▶ [Problem description]: Transcribe every record as it stands and set the images aside.

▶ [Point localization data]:
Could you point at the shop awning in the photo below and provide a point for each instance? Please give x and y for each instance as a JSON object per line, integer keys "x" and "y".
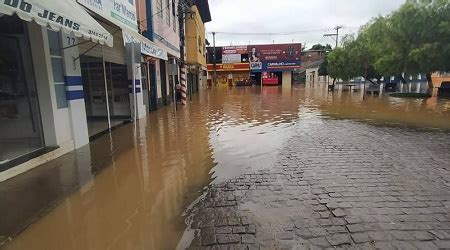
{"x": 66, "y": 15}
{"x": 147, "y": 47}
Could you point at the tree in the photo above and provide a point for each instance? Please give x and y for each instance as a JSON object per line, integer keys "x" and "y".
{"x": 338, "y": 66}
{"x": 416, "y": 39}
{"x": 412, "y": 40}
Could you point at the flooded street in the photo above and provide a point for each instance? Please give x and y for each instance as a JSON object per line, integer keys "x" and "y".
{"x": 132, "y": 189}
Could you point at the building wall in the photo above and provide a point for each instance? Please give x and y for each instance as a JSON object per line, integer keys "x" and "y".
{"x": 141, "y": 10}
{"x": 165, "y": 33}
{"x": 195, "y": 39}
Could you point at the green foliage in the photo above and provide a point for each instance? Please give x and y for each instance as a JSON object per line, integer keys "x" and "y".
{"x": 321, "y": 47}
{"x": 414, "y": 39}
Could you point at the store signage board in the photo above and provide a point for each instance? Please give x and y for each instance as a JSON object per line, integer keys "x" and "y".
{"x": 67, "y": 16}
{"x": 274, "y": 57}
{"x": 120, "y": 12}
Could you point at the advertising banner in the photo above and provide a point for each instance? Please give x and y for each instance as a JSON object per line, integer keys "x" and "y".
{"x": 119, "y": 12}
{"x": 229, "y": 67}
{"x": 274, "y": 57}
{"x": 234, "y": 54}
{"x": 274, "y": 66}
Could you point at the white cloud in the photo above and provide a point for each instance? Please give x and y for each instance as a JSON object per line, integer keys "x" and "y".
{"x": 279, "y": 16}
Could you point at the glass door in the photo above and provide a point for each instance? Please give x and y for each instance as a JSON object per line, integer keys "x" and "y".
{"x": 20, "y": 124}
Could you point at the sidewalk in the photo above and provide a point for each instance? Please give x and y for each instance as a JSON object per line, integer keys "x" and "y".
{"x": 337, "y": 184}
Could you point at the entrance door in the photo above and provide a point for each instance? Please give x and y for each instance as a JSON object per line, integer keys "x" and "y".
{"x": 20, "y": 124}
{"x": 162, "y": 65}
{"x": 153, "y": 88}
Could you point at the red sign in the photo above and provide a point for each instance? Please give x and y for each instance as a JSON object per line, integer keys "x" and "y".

▶ [Response to the exercise]:
Could you point at the shop awning in the photo below and provide a point for each instance? Please give x and y for each instance as a JSON object per line, integer keys "x" and "y".
{"x": 66, "y": 15}
{"x": 147, "y": 47}
Could you point at the tree in the photo above and provide a point for each instance? Please give x and y for each instance as a JSON object per line, integer keys "x" and "y".
{"x": 338, "y": 66}
{"x": 416, "y": 39}
{"x": 412, "y": 40}
Could you point at the flooded street in the photo above and provide a point for each instance? Please give x and y for each instance as a JSON object per line, integer keys "x" and "y".
{"x": 132, "y": 189}
Could you point at the building wall in the photo above and provide a point for each instance? Please give x and y for each instance as a JSON object per line, integer keys "x" and "y".
{"x": 141, "y": 10}
{"x": 165, "y": 33}
{"x": 195, "y": 39}
Could you point at the green foliage in the photo above and provide a point for each instance? Please give x and y for each instance as a JSON object per line, integer keys "x" and "y".
{"x": 321, "y": 47}
{"x": 414, "y": 39}
Could you point at the store signage board in the photo above and provide a point for each instance? Please give x and y for each instance as a JSON object per line, integer keys "x" and "y".
{"x": 67, "y": 16}
{"x": 274, "y": 57}
{"x": 120, "y": 12}
Could you point at the advertising banner in the photo above and provide a point for each instance? Please give x and y for each instance as a JSON object per line, integer keys "x" and "y".
{"x": 119, "y": 12}
{"x": 229, "y": 67}
{"x": 274, "y": 57}
{"x": 234, "y": 54}
{"x": 274, "y": 66}
Could you point at the white cloud in the photo above and provide a point for each instance? Please give x and y for each instance as a JSON object per line, integer keys "x" and "y".
{"x": 279, "y": 16}
Could you point at the glass door in the photo above and provide a point for each instance? Please give x and y for each instance as a JSON object per line, integer keys "x" and "y".
{"x": 20, "y": 124}
Could you point at the sidewalk in the photo above and provide a point for each instance? Please give x and y for each instance as a JSON object per line, integer keys "x" and "y".
{"x": 337, "y": 184}
Could you point at the entrance door in the photo above and provide a point for each instance? Please give x and y for each instance as a JSON object per line, integer keys "x" and "y".
{"x": 20, "y": 124}
{"x": 162, "y": 65}
{"x": 153, "y": 88}
Could you point at the red sign in the photo above and provide a point for each instance? Please give x and y for each instance as a JSON object per line, integer keys "x" and "y".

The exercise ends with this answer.